* _Task directions_
From the first line to the last, copy the data below word for word.

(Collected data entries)

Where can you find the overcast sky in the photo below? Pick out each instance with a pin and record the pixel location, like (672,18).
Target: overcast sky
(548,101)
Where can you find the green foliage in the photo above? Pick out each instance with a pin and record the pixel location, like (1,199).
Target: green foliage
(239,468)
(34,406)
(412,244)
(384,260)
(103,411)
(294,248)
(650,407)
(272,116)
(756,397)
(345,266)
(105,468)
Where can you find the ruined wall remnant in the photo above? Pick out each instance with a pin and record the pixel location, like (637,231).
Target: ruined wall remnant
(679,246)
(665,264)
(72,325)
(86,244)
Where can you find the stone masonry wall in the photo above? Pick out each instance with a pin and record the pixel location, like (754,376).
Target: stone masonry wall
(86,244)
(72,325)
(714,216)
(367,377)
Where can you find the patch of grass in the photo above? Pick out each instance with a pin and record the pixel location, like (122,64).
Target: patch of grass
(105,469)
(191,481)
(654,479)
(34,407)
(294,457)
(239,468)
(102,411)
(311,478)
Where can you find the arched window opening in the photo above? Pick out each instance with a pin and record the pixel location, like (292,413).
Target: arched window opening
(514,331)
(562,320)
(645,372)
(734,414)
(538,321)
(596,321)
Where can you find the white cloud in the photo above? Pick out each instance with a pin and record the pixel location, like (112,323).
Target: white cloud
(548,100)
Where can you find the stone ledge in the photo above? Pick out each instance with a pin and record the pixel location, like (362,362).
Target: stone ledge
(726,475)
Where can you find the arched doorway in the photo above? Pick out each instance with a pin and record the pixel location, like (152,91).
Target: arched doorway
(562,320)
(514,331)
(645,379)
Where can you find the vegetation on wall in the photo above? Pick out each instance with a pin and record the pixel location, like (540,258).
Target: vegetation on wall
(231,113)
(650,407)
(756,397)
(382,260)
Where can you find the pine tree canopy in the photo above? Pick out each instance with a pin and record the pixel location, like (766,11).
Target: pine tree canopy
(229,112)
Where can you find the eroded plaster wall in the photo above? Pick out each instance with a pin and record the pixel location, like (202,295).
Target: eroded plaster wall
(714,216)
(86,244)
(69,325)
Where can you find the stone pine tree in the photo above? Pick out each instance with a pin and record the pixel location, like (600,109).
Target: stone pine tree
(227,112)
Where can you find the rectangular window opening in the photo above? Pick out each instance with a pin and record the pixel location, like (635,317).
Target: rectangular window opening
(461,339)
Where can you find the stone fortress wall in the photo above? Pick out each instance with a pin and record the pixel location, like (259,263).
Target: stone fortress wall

* _Response to this exercise_
Where can you find the overcast sky in the photo below? Pick out each instance with a pin and record the pixel location, like (672,18).
Target: overcast sky
(548,101)
Where can you find the green foliage in the photo above? Pick out each instance with a pin and record the pixel location, like (1,199).
Target: green foliage
(239,468)
(34,406)
(412,244)
(384,260)
(103,411)
(294,248)
(650,407)
(272,116)
(756,397)
(345,266)
(105,468)
Where can you find the ruined wall remnant in the photo above? Pick out each instance with a pin and record the pixel location, like (637,231).
Target: ruined wall remnant
(679,246)
(665,264)
(72,325)
(86,244)
Where can you find the stone masonry wall in the photo above? Pick out each instance with a pin and record the pixel location, like (754,376).
Target: stone masonry wall
(86,244)
(72,325)
(714,216)
(367,377)
Where can you find the patch of grass in the photo above? Pick out each instance with a pin and record the pixel location, like (122,64).
Target: patch of grass
(105,469)
(191,481)
(654,479)
(34,407)
(294,457)
(239,468)
(102,411)
(311,478)
Where can you find the arched window opening in the photo above? Pick out each instance with a pin and record the pixel location, like (292,413).
Target: arched window opening
(514,331)
(562,320)
(645,372)
(734,414)
(538,321)
(596,321)
Where can you find the white cloud in the photo above? Pick out each instance with a pin and record the pixel location, like (112,323).
Target: white cloud
(548,100)
Where can you find the stone ledge in the photo above? Pick out each instance with a pin and record the pixel location, like (362,362).
Target: stone ledge
(726,475)
Where can you find the arched doorway in the photo above? Pick out each instance with a pin and record the pixel location, like (152,91).
Target: arched doorway
(562,320)
(514,331)
(645,379)
Where can you find the vegetation on wall in the photo above? Pick out each instance with a pin and record the pixel location, like (540,258).
Target: vegetation on wall
(231,113)
(650,407)
(756,397)
(382,260)
Where can you find the pine tree canopy in the photo above? Pick out each instance with a pin and record the pixel location, like (766,11).
Target: pine tree canopy
(229,112)
Where can you find the eroded plaster wall in the photo above? Pick out each instance with a pin and record the pixel location, like (202,295).
Target: eroded plaster wall
(714,216)
(86,244)
(69,325)
Where can you find the stone pine tree in the photo above? Pick out each instance with a pin and record the pixel location, like (600,109).
Target: stone pine tree
(227,112)
Where can you find the rectangular window opening in the photo above? Pick out each instance with a pin and record the pixel location, like (635,317).
Target: rectangular window opening
(461,339)
Where can you find the stone fortress wall in the photo above? Pick out each instance with a pin and record the pixel location, like (259,263).
Target: stone fortress wall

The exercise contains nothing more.